EXERCISE BRIEF :: Repeat the entries below exactly as they appear, with no pictures.

_ _ _ _ _

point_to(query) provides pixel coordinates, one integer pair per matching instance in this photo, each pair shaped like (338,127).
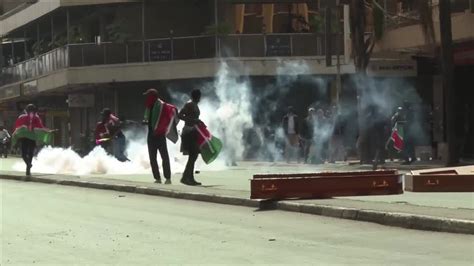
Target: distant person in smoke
(320,137)
(4,141)
(189,138)
(290,125)
(409,138)
(307,134)
(29,130)
(109,135)
(161,120)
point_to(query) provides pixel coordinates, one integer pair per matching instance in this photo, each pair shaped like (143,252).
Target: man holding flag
(29,129)
(161,119)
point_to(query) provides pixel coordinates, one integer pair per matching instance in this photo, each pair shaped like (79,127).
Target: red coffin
(325,185)
(439,181)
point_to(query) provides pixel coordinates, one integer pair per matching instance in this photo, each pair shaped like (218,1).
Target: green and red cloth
(209,145)
(397,137)
(31,127)
(164,118)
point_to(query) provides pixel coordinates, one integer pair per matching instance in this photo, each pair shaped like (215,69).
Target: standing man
(29,129)
(4,140)
(410,156)
(307,134)
(109,135)
(189,138)
(291,129)
(161,119)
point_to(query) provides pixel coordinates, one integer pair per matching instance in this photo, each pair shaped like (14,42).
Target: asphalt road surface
(50,224)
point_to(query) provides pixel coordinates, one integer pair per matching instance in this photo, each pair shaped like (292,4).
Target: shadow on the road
(267,205)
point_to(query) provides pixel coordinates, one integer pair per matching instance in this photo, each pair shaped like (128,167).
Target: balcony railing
(168,49)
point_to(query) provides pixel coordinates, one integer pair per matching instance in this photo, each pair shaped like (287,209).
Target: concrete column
(68,25)
(268,12)
(1,53)
(239,18)
(143,29)
(299,10)
(24,43)
(52,28)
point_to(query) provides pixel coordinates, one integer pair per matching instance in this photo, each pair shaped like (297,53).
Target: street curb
(404,220)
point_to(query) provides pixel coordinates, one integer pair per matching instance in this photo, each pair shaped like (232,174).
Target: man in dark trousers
(161,119)
(291,129)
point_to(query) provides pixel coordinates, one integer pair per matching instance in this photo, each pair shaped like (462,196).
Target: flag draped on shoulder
(31,127)
(209,145)
(397,137)
(164,119)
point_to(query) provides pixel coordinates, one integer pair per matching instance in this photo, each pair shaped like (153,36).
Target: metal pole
(82,55)
(1,53)
(143,30)
(67,25)
(37,32)
(338,77)
(328,37)
(52,28)
(13,52)
(291,44)
(216,23)
(238,43)
(126,53)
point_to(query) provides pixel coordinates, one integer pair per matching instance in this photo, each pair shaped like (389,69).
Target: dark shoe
(186,181)
(189,182)
(195,183)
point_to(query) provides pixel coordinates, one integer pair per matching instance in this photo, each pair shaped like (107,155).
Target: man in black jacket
(291,129)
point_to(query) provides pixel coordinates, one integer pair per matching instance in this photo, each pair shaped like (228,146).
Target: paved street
(46,224)
(237,179)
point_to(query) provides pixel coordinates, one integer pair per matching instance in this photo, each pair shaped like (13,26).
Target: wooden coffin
(449,180)
(325,185)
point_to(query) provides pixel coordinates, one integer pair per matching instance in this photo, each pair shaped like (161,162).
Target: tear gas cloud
(232,107)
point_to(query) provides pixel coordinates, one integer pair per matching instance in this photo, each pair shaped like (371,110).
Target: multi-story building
(74,57)
(403,35)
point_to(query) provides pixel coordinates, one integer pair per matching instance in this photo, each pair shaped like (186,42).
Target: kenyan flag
(31,128)
(164,119)
(209,145)
(397,137)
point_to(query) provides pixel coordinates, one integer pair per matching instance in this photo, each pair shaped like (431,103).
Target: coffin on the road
(457,179)
(325,185)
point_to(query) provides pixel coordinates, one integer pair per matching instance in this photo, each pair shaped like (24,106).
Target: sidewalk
(447,212)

_ _ _ _ _

SOLUTION BELOW ::
point_to(query) provides pixel coordinates, one integer pair per matching instance in this photo, each pair shaped like (338,127).
Target: distant person in smoke
(320,137)
(4,141)
(189,138)
(290,125)
(409,138)
(307,134)
(29,130)
(109,135)
(161,120)
point_to(query) provides pixel coordinates, one integer pair per matching instance in this photo, each pair shaped like (143,252).
Target: man holding flag
(29,129)
(161,119)
point_to(query) provides pixel coordinates, one integer pair per matching instance in this photo, each pair shaped like (79,127).
Target: red coffin
(325,185)
(439,181)
point_to(query) provides pixel coordinates, one integer pair per matching instance in this photo, each pair shaped like (218,1).
Target: green and red cloth
(209,145)
(397,137)
(31,127)
(164,118)
point_to(query) provides pixel coordinates, one integer pair per matching instance in this photo, each pair shaped like (215,69).
Target: standing man
(29,129)
(4,140)
(410,156)
(307,134)
(109,135)
(189,138)
(291,129)
(161,119)
point_to(query) provides pixel coordinates, one integer pair per matching instance in this photo, each pair shaped like (14,42).
Target: asphalt road surface
(50,224)
point_to(query) provides pixel coordinates, one integer pair per matching instance in this photo, each pair shaped like (292,4).
Target: shadow on the road
(267,205)
point_to(query) provides pixel coordinates, one integer pair per matching instance in this photo, each pair shaped like (128,167).
Target: balcony railing
(168,49)
point_to(query) provides pixel coordinates, one integer pair per matching instance in this photo, each pair shaped like (287,209).
Target: concrete column
(68,25)
(268,12)
(1,53)
(239,18)
(143,29)
(299,10)
(24,43)
(52,28)
point_to(query) provides pixel coordinates, one integer pair per matching instance in this photo, each pair shaped like (297,53).
Target: street curb
(404,220)
point_to(query) provides pixel coordinates, one integer pair per matching instance in this photo, each pair shaped like (232,174).
Target: man in dark trousers
(161,119)
(291,129)
point_to(query) provides pixel coordinates, one integer pair per matching instance in this photo, each pair shaped like (462,196).
Target: flag draped on shoulder
(31,127)
(209,145)
(397,137)
(164,119)
point_to(query) provides pixel coordinates, one integer pair per matching instance in this photo, each pair shaped like (153,36).
Target: metal pole
(82,55)
(1,53)
(143,30)
(67,25)
(37,32)
(338,77)
(328,37)
(52,28)
(13,52)
(291,44)
(216,23)
(238,43)
(126,53)
point_to(query) provides pixel coordinates, one integer pair per matching instance in this photo, each pair shaped like (389,69).
Target: dark shoe
(186,181)
(189,182)
(195,183)
point_to(query) provides pixel coordinates, one integer pair per matching instance in this photo, each pair shaped like (107,155).
Target: man in black jacket
(291,129)
point_to(query) provides pixel coordinates, one integer pair per matching instance in this photo, each pair shaped like (228,146).
Target: paved street
(46,224)
(237,179)
point_to(query) provides pixel coordinates, one integer pair per matching instance in this photo, each pair shaped like (13,26).
Target: wooden coffin
(449,180)
(325,185)
point_to(query) provides pixel coordinates, one integer pair per matching instance in this photo, each pair shaped like (161,162).
Target: tear gas cloud
(232,107)
point_to(query) provides pixel coordinates, one integer pair per matching instance in this photo, each pair shaped like (371,110).
Target: multi-story building
(74,57)
(403,35)
point_to(query) provides pixel coordinates, one integer pair per matching instance in this photo, each pair shaped like (186,42).
Target: kenyan flag
(31,128)
(164,119)
(209,145)
(397,137)
point_to(query) provides pixel coordinates, one integer pair per matching instance in this photo, each pair shaped like (431,103).
Target: coffin on the road
(457,179)
(325,185)
point_to(query) provides pixel coordinates, one integer pair per matching instance in this photo, each pair shaped like (24,106).
Target: sidewalk
(447,212)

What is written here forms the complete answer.